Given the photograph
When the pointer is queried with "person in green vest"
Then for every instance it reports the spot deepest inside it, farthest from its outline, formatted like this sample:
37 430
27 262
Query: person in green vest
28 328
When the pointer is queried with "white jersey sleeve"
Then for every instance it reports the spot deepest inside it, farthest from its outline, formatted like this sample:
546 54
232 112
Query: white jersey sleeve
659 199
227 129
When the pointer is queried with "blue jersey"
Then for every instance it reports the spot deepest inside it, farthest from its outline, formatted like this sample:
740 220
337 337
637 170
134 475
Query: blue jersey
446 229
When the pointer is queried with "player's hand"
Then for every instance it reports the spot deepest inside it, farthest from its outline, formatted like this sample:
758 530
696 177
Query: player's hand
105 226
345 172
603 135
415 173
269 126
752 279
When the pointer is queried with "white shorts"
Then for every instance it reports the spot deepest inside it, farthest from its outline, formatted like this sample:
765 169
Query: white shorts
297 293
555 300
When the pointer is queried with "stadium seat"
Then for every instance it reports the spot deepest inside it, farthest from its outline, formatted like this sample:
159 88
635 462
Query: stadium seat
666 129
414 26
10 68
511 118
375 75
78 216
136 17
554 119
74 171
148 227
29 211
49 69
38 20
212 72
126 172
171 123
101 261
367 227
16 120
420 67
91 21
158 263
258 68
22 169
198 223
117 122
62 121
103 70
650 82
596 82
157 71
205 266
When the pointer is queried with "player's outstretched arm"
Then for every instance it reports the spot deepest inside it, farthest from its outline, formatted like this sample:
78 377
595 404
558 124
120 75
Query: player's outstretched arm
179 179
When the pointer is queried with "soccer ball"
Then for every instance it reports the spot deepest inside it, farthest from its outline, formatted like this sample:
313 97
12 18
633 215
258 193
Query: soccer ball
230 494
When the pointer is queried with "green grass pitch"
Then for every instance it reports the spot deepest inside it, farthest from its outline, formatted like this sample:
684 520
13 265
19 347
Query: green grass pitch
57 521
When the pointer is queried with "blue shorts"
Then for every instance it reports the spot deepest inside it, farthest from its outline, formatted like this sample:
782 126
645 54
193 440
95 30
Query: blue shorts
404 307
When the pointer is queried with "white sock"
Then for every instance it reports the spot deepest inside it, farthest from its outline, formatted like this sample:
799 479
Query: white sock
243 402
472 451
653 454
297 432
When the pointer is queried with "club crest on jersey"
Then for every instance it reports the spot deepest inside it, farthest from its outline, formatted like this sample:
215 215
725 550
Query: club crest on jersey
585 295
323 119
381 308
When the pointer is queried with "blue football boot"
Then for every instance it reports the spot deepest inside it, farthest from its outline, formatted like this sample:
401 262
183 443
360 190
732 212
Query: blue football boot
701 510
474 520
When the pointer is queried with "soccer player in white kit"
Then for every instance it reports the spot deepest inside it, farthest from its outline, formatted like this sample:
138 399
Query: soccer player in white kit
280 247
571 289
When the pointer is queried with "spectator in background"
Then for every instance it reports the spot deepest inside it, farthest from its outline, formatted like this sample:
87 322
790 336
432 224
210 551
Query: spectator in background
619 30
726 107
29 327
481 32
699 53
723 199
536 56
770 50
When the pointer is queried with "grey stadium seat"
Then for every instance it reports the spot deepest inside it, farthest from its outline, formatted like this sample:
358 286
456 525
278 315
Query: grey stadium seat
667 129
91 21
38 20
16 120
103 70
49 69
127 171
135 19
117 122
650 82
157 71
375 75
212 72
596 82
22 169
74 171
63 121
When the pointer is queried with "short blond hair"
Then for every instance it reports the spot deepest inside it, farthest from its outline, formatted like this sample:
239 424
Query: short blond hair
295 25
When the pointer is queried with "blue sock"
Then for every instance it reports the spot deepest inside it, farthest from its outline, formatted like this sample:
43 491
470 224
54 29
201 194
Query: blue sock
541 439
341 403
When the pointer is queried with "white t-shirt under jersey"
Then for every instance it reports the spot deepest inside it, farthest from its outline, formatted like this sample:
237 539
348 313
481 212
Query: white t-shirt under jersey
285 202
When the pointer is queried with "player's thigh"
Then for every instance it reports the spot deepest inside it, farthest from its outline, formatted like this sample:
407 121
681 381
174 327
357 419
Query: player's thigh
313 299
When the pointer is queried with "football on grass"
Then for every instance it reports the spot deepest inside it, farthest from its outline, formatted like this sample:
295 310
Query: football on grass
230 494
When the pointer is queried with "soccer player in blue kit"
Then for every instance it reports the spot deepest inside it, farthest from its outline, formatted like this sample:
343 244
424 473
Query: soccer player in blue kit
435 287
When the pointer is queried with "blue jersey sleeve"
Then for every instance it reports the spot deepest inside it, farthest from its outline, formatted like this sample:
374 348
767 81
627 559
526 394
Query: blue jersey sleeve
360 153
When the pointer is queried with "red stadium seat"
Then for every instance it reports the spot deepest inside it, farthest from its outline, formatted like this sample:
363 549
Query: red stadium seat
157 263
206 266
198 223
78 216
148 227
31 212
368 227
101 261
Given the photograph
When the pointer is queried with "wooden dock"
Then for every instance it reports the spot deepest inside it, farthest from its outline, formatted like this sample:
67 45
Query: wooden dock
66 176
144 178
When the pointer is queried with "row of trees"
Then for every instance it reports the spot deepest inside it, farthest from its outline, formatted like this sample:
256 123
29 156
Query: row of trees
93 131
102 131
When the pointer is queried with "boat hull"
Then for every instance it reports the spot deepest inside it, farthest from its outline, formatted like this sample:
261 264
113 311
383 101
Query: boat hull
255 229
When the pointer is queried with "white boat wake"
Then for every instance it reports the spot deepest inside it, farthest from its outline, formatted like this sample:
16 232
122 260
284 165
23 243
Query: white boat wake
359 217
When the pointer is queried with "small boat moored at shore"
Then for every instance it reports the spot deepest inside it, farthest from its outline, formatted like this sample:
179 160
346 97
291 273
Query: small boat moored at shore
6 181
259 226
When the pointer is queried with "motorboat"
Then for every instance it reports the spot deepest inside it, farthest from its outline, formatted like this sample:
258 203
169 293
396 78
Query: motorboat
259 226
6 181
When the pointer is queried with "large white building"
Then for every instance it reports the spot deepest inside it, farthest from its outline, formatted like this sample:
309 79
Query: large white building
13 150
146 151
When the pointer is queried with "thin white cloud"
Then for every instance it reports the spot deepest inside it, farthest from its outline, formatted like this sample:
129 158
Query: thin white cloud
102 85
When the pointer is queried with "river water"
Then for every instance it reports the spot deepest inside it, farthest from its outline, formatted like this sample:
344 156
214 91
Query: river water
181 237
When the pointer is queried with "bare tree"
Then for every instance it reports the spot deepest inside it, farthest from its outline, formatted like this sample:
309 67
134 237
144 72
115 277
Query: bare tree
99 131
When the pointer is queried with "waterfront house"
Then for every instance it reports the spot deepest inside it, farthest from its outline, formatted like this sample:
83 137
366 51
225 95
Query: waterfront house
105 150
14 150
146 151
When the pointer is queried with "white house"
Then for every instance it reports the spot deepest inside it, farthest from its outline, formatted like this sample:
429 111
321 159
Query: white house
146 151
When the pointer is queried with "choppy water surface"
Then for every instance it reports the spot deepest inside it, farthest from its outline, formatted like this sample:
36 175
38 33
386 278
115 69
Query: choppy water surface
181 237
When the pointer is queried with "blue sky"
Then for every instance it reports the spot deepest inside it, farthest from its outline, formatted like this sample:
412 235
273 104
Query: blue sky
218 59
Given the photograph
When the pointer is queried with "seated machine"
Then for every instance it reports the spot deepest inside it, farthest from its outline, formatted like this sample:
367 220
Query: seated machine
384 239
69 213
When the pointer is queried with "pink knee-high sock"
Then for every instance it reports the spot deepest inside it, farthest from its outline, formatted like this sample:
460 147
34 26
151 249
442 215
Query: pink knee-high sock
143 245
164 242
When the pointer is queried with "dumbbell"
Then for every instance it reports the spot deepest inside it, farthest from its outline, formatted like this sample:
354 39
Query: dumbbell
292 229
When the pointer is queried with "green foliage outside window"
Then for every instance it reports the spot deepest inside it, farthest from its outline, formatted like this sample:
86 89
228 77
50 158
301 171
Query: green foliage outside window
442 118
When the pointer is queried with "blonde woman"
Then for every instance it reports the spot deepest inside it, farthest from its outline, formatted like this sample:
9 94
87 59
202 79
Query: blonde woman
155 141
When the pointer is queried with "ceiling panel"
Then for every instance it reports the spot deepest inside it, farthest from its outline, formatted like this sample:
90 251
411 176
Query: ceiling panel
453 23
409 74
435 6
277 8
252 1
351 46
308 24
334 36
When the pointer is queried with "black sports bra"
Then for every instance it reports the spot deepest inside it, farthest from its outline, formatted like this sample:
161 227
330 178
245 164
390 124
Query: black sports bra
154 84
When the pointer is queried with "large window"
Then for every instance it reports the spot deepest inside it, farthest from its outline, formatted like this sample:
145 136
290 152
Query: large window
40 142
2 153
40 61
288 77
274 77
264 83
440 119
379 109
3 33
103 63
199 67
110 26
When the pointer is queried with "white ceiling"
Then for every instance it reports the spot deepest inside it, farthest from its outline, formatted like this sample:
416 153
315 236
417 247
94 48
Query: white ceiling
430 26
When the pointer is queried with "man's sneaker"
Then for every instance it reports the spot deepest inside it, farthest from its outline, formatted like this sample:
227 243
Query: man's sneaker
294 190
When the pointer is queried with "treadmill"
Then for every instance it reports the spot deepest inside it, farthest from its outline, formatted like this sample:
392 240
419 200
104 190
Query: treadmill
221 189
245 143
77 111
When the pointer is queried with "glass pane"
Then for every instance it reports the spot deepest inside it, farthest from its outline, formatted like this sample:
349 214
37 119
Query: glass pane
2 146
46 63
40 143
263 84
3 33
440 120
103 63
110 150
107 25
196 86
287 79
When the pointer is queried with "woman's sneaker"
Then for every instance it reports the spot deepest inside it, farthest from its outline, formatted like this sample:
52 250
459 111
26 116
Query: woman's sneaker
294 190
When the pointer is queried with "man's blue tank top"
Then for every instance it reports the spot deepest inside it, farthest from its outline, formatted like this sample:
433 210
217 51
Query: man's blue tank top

_ _ _ _

Work required:
Please gather every line of the records above that contains the word "under", and copy each one as it stands.

Answer to this task:
When the pointer is queried with "white t-shirt under jersey"
Query: white t-shirt under jersey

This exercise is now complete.